- _Listed records_
· · · · · · ·

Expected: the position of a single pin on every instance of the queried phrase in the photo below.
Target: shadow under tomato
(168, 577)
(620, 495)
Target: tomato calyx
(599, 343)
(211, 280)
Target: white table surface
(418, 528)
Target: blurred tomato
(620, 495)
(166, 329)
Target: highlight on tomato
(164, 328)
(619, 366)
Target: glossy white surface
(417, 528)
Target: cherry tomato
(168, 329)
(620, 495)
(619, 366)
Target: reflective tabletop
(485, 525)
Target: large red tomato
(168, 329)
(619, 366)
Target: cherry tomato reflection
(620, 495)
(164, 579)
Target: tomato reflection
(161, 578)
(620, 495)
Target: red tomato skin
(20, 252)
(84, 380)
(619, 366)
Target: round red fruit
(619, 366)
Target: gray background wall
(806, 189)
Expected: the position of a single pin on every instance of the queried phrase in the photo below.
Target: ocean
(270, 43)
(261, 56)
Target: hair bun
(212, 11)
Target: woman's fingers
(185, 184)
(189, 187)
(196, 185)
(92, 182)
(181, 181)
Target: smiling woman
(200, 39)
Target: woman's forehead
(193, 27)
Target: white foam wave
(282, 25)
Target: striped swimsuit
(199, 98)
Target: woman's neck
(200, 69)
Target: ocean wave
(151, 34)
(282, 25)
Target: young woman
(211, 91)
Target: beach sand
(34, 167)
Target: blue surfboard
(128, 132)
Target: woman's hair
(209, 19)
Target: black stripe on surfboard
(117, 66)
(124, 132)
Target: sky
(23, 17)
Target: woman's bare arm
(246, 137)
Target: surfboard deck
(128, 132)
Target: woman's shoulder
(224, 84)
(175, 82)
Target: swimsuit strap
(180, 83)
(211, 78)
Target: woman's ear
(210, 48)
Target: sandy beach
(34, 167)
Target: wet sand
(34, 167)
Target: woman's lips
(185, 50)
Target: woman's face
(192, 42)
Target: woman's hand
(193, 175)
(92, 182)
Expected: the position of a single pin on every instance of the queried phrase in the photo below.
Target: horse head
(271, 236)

· · · · · · ·

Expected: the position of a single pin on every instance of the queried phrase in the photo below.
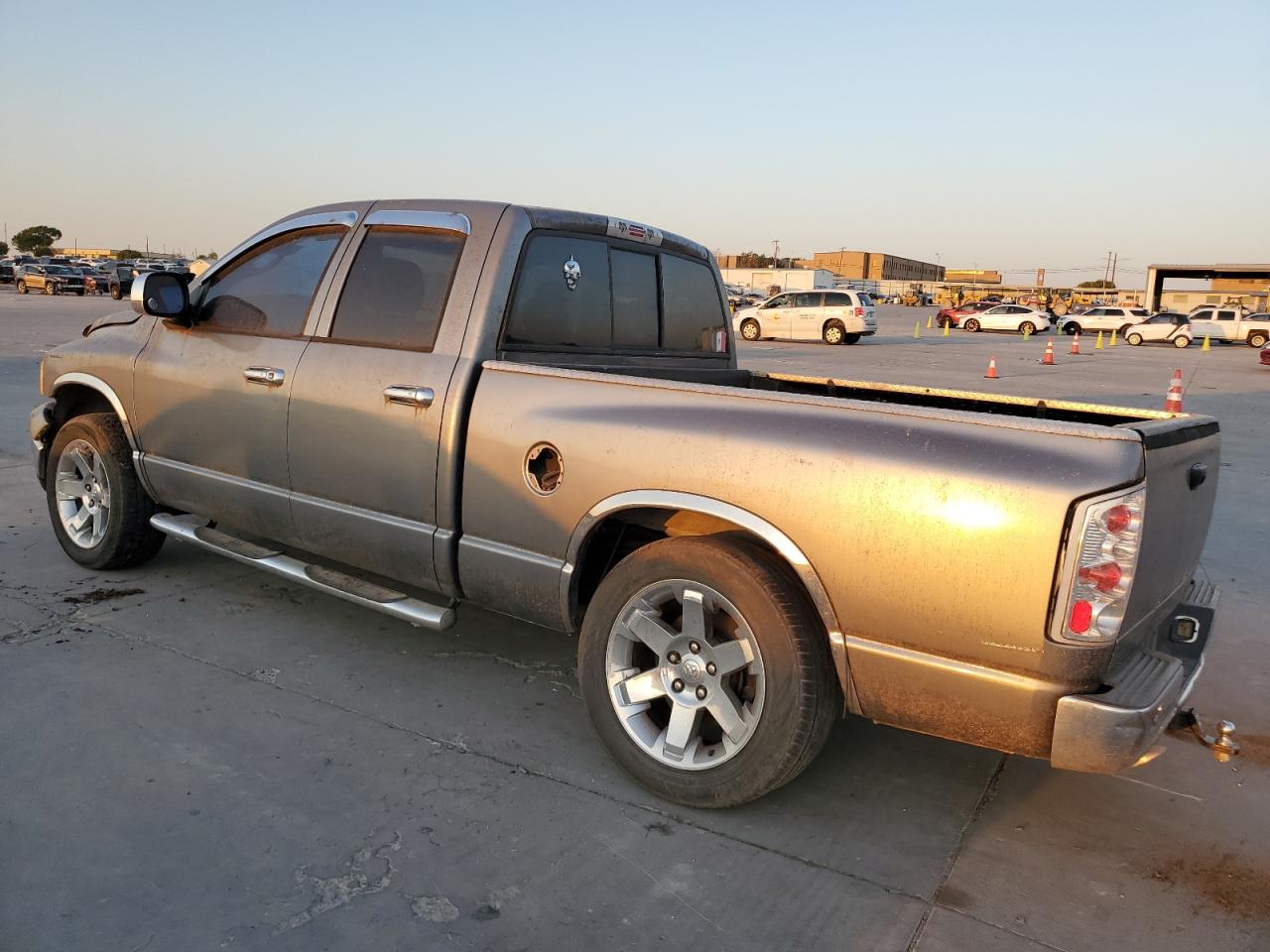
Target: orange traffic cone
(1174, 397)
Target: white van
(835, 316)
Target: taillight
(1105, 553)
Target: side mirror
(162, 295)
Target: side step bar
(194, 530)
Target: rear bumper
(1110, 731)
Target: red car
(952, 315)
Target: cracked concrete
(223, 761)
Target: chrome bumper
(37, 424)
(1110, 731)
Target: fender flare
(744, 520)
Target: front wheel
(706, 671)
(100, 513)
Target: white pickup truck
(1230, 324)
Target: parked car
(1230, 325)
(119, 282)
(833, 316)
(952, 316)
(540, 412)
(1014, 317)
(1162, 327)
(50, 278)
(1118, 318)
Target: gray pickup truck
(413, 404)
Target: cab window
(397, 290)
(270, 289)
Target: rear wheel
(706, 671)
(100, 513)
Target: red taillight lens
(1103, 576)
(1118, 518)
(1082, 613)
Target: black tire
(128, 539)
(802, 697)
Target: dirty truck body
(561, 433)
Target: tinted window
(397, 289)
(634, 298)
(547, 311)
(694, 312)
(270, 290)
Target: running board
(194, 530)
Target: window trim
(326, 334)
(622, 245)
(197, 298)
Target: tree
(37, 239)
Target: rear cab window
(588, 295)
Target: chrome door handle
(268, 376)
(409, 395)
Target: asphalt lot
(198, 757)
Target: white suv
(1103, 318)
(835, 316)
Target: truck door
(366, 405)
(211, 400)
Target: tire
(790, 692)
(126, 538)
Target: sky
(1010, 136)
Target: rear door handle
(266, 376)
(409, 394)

· · · · · · ·

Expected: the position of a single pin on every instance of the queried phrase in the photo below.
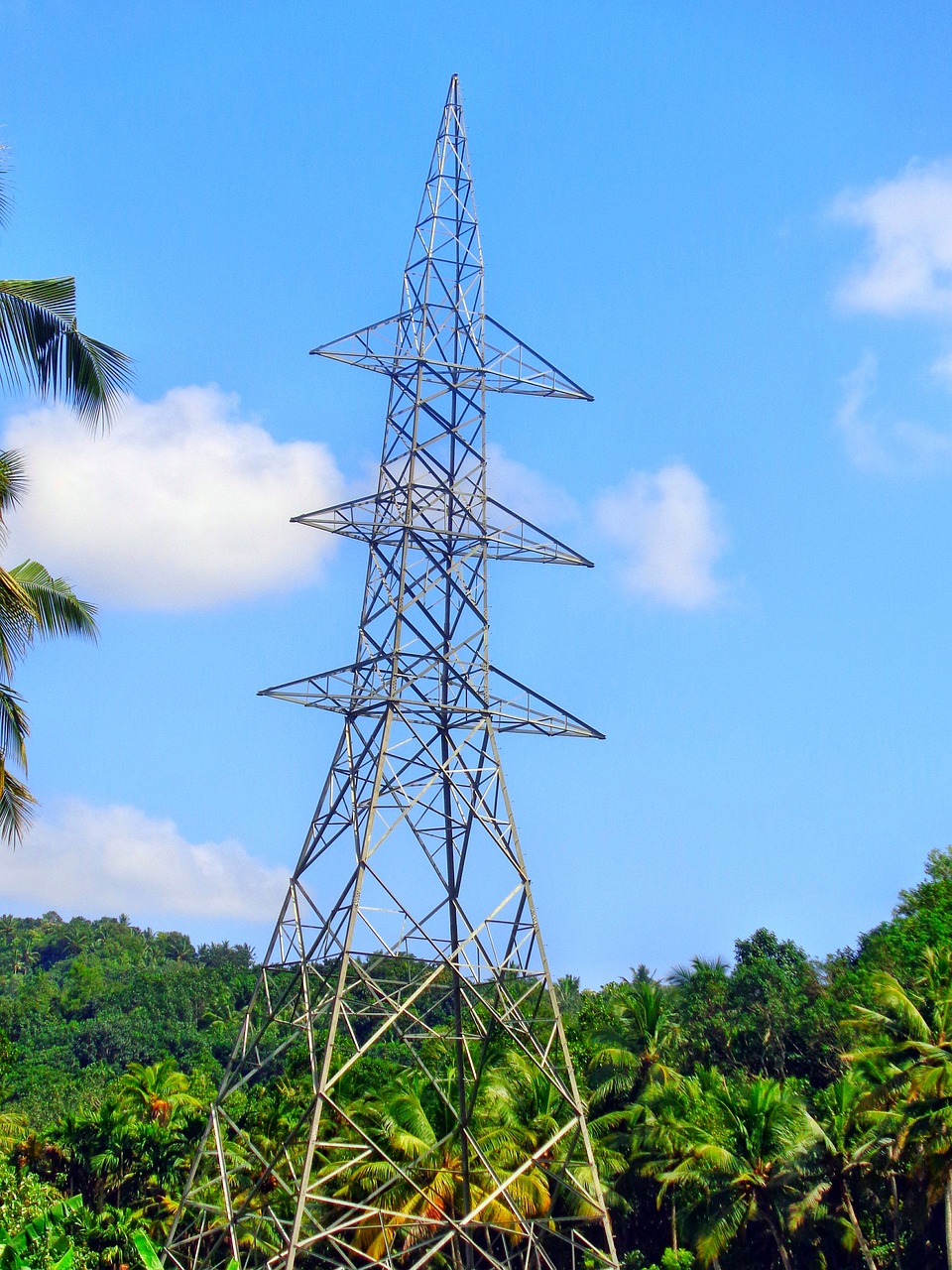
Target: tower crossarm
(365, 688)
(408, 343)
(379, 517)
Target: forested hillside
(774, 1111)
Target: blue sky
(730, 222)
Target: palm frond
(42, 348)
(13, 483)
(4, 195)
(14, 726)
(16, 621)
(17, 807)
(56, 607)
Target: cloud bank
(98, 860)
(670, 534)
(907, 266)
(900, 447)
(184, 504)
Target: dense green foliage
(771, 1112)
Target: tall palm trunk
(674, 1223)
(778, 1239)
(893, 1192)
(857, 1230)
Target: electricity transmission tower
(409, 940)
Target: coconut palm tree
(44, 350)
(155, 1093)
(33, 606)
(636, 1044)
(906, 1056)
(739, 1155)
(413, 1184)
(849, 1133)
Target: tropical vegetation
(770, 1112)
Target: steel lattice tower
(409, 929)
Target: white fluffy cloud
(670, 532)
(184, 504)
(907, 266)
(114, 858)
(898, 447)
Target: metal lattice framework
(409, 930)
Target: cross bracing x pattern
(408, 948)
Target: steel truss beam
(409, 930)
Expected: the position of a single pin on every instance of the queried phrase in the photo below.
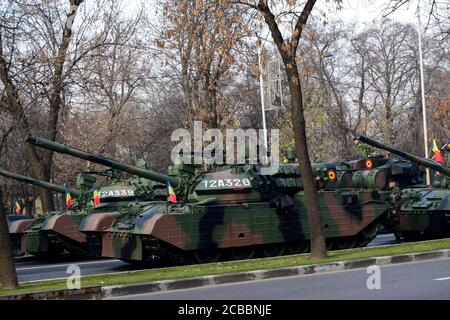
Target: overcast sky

· · · · · · ·

From the records above, select every line that contains the string "swimsuit", matching case exactly.

Target: striped swimsuit
Target: swimsuit strap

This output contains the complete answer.